#### [Aim]
Could you express the entries as a JSON list of strings, one string per line with blank lines omitted, starting at the line that contains "TARGET = bare dirt ground" and running through the end of the entries?

Dataset rows
"""
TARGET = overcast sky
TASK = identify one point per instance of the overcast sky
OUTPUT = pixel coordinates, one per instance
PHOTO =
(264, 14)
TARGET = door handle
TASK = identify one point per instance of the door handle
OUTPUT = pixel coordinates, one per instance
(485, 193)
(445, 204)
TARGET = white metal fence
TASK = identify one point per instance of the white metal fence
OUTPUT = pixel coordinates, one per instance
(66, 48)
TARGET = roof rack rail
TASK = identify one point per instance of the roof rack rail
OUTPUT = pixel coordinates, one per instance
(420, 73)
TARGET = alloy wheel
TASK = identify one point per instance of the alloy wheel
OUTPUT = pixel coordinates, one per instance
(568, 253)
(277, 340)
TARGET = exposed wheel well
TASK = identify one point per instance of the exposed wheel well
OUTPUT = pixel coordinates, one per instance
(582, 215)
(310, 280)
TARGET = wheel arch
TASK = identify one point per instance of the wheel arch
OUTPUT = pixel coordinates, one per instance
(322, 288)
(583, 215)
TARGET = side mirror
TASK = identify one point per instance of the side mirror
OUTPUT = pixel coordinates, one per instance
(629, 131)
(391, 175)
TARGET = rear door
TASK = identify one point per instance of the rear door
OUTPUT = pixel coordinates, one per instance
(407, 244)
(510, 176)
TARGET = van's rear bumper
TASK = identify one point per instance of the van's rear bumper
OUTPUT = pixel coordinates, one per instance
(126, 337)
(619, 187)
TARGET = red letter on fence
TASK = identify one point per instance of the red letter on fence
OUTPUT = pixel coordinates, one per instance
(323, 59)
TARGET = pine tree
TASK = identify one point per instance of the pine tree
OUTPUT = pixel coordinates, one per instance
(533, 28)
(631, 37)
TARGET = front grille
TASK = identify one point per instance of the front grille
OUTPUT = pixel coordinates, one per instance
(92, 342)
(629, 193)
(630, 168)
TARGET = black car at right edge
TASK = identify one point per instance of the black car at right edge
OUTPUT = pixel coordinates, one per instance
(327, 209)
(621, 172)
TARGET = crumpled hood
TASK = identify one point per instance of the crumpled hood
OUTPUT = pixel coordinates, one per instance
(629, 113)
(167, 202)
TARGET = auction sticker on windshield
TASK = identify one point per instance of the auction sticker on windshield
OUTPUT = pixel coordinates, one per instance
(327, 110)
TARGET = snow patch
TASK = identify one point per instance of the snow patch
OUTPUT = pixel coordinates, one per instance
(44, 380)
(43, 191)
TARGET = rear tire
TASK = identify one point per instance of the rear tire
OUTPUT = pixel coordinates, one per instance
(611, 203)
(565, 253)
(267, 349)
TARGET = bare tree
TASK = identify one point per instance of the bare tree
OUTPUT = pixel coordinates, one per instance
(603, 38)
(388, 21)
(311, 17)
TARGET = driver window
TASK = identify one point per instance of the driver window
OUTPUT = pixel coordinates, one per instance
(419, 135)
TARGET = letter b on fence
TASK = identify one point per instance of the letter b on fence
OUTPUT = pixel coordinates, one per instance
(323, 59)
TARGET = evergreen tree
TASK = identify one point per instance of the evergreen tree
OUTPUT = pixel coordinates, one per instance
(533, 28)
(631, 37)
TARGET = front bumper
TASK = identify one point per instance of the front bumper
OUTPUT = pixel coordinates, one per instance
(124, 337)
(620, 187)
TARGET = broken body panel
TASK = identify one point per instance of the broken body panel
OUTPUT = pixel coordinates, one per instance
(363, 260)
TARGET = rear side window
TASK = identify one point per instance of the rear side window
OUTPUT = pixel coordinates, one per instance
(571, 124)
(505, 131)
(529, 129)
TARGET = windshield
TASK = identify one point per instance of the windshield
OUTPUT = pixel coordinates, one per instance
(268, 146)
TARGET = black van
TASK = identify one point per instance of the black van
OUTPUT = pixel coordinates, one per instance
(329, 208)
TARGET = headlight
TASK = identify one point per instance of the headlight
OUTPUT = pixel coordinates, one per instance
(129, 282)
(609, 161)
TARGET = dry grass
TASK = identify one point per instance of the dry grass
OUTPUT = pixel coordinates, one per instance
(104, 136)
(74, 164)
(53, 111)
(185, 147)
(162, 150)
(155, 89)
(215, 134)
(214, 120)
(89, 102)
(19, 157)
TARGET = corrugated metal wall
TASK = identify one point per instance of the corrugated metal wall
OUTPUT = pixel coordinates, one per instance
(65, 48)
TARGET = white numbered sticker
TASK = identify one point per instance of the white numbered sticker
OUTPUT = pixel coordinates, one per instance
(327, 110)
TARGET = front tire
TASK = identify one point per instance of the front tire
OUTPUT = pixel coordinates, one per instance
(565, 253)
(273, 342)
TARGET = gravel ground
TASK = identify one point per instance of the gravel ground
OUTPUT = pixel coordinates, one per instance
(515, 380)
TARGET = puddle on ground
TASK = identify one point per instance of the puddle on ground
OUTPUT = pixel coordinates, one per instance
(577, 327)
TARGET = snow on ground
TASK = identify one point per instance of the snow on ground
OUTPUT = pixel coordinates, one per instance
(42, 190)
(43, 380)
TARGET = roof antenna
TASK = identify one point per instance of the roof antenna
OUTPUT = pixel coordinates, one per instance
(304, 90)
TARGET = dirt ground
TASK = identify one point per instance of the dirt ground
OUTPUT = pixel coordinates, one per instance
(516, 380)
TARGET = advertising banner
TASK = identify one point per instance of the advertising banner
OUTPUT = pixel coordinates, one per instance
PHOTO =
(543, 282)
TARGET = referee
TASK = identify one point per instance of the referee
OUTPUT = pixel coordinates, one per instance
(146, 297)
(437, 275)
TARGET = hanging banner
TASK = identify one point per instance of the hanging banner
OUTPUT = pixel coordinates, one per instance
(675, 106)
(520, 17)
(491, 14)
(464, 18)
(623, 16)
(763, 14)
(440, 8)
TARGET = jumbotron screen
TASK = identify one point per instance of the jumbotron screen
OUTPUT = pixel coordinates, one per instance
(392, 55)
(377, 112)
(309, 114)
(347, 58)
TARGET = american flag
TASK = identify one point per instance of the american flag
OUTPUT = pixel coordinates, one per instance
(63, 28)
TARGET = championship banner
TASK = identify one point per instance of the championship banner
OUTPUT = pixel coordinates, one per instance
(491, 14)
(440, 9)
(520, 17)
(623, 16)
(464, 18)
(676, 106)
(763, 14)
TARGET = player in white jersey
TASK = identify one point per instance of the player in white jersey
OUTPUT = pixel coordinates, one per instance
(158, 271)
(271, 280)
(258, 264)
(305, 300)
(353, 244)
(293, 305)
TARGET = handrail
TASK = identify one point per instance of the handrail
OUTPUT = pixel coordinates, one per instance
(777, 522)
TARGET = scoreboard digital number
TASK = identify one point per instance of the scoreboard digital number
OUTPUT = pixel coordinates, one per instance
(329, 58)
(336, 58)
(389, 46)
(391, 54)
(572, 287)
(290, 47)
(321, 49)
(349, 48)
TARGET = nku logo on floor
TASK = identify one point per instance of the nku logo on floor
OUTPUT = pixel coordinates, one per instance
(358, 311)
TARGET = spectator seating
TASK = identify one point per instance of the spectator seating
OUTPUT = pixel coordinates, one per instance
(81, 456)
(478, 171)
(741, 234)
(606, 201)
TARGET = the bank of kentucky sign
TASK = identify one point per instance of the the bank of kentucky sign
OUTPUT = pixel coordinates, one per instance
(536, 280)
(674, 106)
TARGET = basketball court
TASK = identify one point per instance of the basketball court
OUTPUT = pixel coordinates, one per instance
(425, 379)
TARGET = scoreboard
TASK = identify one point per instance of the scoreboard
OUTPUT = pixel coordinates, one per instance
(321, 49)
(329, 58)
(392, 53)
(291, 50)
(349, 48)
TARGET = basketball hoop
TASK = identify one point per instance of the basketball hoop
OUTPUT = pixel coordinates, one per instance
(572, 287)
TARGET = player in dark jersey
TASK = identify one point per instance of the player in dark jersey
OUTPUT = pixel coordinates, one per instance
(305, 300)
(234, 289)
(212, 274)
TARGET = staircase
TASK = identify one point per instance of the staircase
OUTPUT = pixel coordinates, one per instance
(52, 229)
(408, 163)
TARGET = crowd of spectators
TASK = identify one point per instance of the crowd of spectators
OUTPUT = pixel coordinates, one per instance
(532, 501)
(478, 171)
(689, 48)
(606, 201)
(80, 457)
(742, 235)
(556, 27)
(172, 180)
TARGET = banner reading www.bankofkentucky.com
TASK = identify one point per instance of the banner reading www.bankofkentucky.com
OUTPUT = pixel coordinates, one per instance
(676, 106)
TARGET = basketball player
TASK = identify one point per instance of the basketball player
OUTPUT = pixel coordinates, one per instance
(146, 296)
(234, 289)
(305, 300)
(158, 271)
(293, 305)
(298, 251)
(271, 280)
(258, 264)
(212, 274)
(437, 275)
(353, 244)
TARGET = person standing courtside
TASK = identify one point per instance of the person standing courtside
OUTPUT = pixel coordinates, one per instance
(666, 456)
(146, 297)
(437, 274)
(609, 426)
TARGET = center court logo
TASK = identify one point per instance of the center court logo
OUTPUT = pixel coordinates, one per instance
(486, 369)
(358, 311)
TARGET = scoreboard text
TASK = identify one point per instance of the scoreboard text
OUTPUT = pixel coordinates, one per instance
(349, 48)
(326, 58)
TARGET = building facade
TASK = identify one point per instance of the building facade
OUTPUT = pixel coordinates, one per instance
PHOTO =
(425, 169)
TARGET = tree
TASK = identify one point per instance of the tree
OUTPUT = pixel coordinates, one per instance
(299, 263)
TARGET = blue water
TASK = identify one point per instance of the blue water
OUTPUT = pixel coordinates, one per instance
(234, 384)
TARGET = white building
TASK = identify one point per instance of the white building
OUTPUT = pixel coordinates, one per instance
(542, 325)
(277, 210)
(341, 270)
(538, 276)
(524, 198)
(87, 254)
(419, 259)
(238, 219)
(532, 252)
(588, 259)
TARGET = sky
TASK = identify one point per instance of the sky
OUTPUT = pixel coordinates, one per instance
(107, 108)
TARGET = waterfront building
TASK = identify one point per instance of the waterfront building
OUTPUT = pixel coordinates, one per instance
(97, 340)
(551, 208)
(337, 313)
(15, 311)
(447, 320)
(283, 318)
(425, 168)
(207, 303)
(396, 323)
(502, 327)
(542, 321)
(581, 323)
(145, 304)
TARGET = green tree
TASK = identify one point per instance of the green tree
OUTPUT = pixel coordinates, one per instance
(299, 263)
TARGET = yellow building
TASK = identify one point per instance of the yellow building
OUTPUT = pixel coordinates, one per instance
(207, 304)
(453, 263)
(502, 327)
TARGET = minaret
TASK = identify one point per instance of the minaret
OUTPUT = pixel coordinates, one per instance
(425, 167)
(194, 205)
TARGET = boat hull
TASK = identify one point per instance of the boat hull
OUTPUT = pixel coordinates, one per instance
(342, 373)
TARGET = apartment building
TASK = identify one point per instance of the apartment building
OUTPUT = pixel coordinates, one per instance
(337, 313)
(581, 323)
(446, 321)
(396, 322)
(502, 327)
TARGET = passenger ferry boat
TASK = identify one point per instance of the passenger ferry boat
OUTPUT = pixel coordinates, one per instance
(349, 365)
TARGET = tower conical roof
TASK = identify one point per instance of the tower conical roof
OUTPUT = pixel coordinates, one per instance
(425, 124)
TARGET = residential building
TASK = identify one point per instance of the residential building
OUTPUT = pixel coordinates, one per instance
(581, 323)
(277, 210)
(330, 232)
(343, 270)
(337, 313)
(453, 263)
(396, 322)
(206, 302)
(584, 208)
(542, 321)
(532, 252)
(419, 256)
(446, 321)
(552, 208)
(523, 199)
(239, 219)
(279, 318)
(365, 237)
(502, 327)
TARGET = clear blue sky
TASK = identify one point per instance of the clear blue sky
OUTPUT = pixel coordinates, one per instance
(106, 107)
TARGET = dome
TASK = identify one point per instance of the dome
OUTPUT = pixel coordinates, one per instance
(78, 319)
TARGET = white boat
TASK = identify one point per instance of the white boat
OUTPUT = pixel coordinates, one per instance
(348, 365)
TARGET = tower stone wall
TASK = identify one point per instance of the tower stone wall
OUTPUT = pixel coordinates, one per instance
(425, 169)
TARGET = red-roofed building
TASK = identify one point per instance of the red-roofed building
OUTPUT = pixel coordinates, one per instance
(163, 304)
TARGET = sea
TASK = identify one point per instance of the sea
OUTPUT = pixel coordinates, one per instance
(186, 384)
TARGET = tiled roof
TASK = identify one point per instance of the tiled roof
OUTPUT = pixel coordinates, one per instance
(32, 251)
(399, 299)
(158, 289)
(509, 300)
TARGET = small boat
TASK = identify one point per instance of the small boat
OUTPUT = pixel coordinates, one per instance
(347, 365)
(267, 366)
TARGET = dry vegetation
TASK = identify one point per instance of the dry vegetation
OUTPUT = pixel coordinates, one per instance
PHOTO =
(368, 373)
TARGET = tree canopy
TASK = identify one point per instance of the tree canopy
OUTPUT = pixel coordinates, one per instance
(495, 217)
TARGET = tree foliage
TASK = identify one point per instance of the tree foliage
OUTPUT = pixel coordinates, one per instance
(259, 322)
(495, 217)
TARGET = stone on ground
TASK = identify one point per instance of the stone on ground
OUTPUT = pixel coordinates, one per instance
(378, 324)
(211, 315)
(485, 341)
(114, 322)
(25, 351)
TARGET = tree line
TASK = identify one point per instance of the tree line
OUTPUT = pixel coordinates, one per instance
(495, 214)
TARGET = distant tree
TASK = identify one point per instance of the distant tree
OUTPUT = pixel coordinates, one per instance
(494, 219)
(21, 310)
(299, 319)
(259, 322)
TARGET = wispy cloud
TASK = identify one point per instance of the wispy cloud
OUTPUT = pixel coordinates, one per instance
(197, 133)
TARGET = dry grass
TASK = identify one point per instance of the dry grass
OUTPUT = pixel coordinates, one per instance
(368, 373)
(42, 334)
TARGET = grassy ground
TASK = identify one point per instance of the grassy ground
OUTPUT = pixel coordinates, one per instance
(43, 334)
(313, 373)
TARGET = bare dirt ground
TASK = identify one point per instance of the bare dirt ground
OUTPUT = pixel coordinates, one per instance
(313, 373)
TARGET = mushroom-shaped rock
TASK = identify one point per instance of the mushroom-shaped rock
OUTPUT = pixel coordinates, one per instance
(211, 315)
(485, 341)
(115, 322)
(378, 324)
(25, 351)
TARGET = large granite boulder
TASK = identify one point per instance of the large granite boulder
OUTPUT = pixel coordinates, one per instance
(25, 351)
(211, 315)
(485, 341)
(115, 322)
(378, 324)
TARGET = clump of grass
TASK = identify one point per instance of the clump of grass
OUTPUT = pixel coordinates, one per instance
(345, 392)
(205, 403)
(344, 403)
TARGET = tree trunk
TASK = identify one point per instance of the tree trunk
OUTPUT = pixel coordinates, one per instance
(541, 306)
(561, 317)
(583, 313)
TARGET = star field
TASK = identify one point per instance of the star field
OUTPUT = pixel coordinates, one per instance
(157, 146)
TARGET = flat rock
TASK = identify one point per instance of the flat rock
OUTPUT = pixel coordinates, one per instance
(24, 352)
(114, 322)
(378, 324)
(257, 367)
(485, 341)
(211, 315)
"""
#### [Task solution]
[
  "TARGET = bare dirt ground",
  "TASK = identify one point per instance of the bare dirt ground",
  "OUTPUT = pixel coordinates, one per instance",
  "(313, 373)",
  "TARGET = mushroom-shaped rock",
  "TASK = identify one point per instance of the mushroom-shaped rock",
  "OUTPUT = pixel coordinates, one per instance",
  "(211, 315)",
  "(485, 341)",
  "(115, 322)",
  "(378, 324)",
  "(25, 351)",
  "TARGET = large granite boulder",
  "TASK = identify one point per instance of the large granite boulder",
  "OUTPUT = pixel coordinates, one per instance",
  "(25, 351)",
  "(211, 315)",
  "(485, 341)",
  "(115, 322)",
  "(378, 324)",
  "TARGET = clump of grass",
  "TASK = identify one point per instance of the clump of grass",
  "OUTPUT = pixel coordinates, one per instance",
  "(345, 392)",
  "(205, 403)",
  "(344, 403)",
  "TARGET = tree trunk",
  "TASK = identify one point per instance of the tree trunk",
  "OUTPUT = pixel coordinates, one per instance",
  "(541, 306)",
  "(561, 317)",
  "(583, 313)",
  "TARGET = star field",
  "TASK = identify one point per instance of the star field",
  "OUTPUT = pixel coordinates, one per instance",
  "(157, 146)",
  "TARGET = flat rock",
  "TASK = identify one point per instance of the flat rock",
  "OUTPUT = pixel coordinates, one per instance",
  "(24, 352)",
  "(114, 322)",
  "(378, 324)",
  "(257, 367)",
  "(485, 341)",
  "(211, 315)"
]